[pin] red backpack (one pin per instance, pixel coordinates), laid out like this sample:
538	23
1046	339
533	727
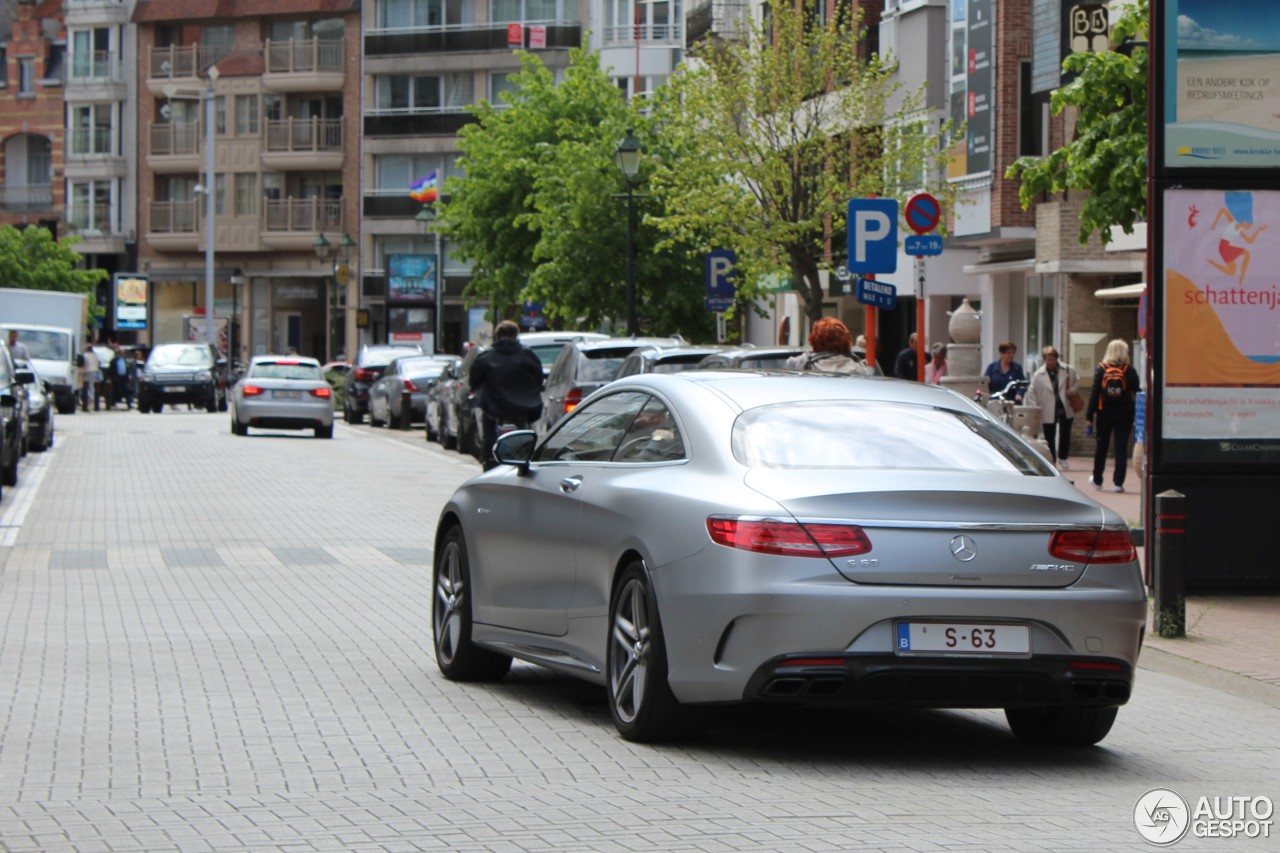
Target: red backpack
1114	388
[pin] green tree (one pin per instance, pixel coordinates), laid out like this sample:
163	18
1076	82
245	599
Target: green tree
536	206
31	259
775	135
1107	158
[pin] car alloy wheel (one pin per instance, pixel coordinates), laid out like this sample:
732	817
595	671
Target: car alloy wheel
640	699
458	658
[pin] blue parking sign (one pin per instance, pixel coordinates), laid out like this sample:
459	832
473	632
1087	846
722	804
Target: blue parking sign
872	236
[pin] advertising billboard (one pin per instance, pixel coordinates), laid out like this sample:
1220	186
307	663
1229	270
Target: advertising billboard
411	278
1221	314
1221	99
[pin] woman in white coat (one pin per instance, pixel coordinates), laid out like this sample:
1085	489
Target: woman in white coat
1052	389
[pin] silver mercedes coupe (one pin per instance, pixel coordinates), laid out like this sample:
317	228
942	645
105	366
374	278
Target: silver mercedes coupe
703	538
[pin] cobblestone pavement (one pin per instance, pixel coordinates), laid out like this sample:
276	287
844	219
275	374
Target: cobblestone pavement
220	643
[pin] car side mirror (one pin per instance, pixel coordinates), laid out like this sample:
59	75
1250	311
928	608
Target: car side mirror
516	448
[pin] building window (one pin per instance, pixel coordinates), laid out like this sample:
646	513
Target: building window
26	76
246	115
246	194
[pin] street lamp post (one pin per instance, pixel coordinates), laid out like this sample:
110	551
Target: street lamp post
629	163
426	219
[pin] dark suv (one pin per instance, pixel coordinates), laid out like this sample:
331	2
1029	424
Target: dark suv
183	373
365	372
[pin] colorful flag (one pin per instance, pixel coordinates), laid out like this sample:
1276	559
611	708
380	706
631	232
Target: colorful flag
425	190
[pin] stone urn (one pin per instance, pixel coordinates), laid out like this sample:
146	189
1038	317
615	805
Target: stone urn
965	325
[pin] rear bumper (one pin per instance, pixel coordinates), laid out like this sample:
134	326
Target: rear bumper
932	683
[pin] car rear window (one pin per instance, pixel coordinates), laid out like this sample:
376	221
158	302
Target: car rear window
882	436
602	365
275	370
179	357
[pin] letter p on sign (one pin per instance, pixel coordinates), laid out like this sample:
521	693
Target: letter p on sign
872	236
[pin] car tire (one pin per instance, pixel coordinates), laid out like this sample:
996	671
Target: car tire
458	658
1061	725
643	707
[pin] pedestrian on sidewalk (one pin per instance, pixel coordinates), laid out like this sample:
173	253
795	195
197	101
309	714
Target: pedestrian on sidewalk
1111	410
1054	387
91	374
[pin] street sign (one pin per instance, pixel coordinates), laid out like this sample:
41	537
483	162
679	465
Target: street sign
923	213
872	236
720	279
877	293
923	245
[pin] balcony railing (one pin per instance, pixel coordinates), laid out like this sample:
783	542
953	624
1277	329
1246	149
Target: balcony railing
170	138
187	60
91	219
176	217
309	55
645	33
561	35
97	65
90	142
302	215
32	197
302	136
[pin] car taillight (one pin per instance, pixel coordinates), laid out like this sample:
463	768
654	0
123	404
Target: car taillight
787	538
1092	546
572	398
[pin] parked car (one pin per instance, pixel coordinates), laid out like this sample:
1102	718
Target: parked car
664	360
415	374
547	345
440	413
749	356
791	539
583	366
283	392
365	370
183	373
40	410
13	398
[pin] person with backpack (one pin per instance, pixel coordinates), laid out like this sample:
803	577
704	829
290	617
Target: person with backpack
832	350
1111	410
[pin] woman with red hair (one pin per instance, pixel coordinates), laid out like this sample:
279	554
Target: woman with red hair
832	350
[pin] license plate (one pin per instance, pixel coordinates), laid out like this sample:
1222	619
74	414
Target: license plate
961	638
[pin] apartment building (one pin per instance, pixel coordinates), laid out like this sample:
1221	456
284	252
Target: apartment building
283	77
425	62
101	147
32	141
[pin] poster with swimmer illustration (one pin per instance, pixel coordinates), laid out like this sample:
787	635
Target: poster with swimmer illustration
1221	299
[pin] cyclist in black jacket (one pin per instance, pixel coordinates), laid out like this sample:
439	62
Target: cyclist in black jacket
507	383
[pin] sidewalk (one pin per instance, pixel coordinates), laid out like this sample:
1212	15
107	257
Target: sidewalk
1230	634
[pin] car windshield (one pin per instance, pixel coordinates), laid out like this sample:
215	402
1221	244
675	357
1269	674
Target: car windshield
193	356
284	370
383	357
882	436
55	346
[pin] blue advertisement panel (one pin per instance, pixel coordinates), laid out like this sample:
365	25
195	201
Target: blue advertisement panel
411	278
1221	103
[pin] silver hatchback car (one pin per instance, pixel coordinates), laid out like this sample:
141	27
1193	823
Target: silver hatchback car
740	537
283	392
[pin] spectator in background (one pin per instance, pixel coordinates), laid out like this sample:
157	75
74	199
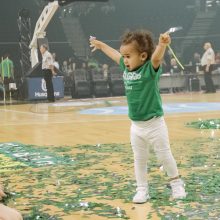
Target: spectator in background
56	65
7	72
7	213
196	62
217	58
47	67
207	61
65	68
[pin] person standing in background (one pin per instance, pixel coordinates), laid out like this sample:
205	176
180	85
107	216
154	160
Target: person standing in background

────────────────────

[The task] Only the lines from the one holding "[pin] parked car" through the last line of the records should be output, please, exactly and without any pictures.

[Result for this exercise]
[pin] parked car (one pin per instance, pixel coordinates), laid out like this sample:
1102	718
Target: parked car
664	360
415	374
547	345
440	413
749	356
791	539
583	366
283	392
365	370
183	373
40	410
13	398
[pin] person with backpack (one pin per instance, pixel coordinates), laid out like this sample:
803	577
704	829
290	617
Target: person with backpack
832	350
1111	410
[pin] woman with red hair (one pin per instance, pixel coordinates), laid out like this sample:
279	554
Target: woman with red hair
832	350
[pin] license plate (one pin per instance, pixel coordinates), laid out like this sample:
1222	619
74	414
Target: license plate
961	638
[pin] apartment building (one pin per instance, pixel coordinates), laid out like this sample:
1221	456
284	252
Target: apartment building
283	77
425	62
101	147
32	141
[pin] poster with swimmer illustration (one pin per instance, pixel coordinates), laid out like this sample:
787	635
Target: poster with swimmer illustration
1221	299
[pin] cyclist in black jacket (one pin per instance, pixel coordinates), laid out like this sample:
439	62
Target: cyclist in black jacket
507	383
[pin] sidewalk (one pin per instance, pixel coordinates), laid out like this sample:
1212	15
107	257
Target: sidewalk
1230	634
[pin] car windshield (one pin per instance, pixel coordinates), laid out like this sample:
215	402
1221	244
675	357
1269	674
Target: car windshield
193	356
284	370
383	357
882	436
55	346
[pin] blue advertisement panel (one pin per instance, pixel coordinates), laid out like this sample:
365	25
195	201
Target: blue advertisement panel
411	278
1221	103
[pin] silver hatchback car (one pin per instance, pixel coordinates), laid out like this sample:
141	27
1193	823
Target: silver hatchback car
740	537
283	392
[pin] spectator in background (one pin per instance, pixel coordinates), laid out like this sample:
157	75
74	199
Target: spectator in background
56	65
7	72
7	213
196	62
217	58
47	67
207	61
65	68
[pin] person standing in background (one pin per instance, pixel coordinates), laid out like this sample:
205	176
180	85
107	216
154	160
Target: person standing in background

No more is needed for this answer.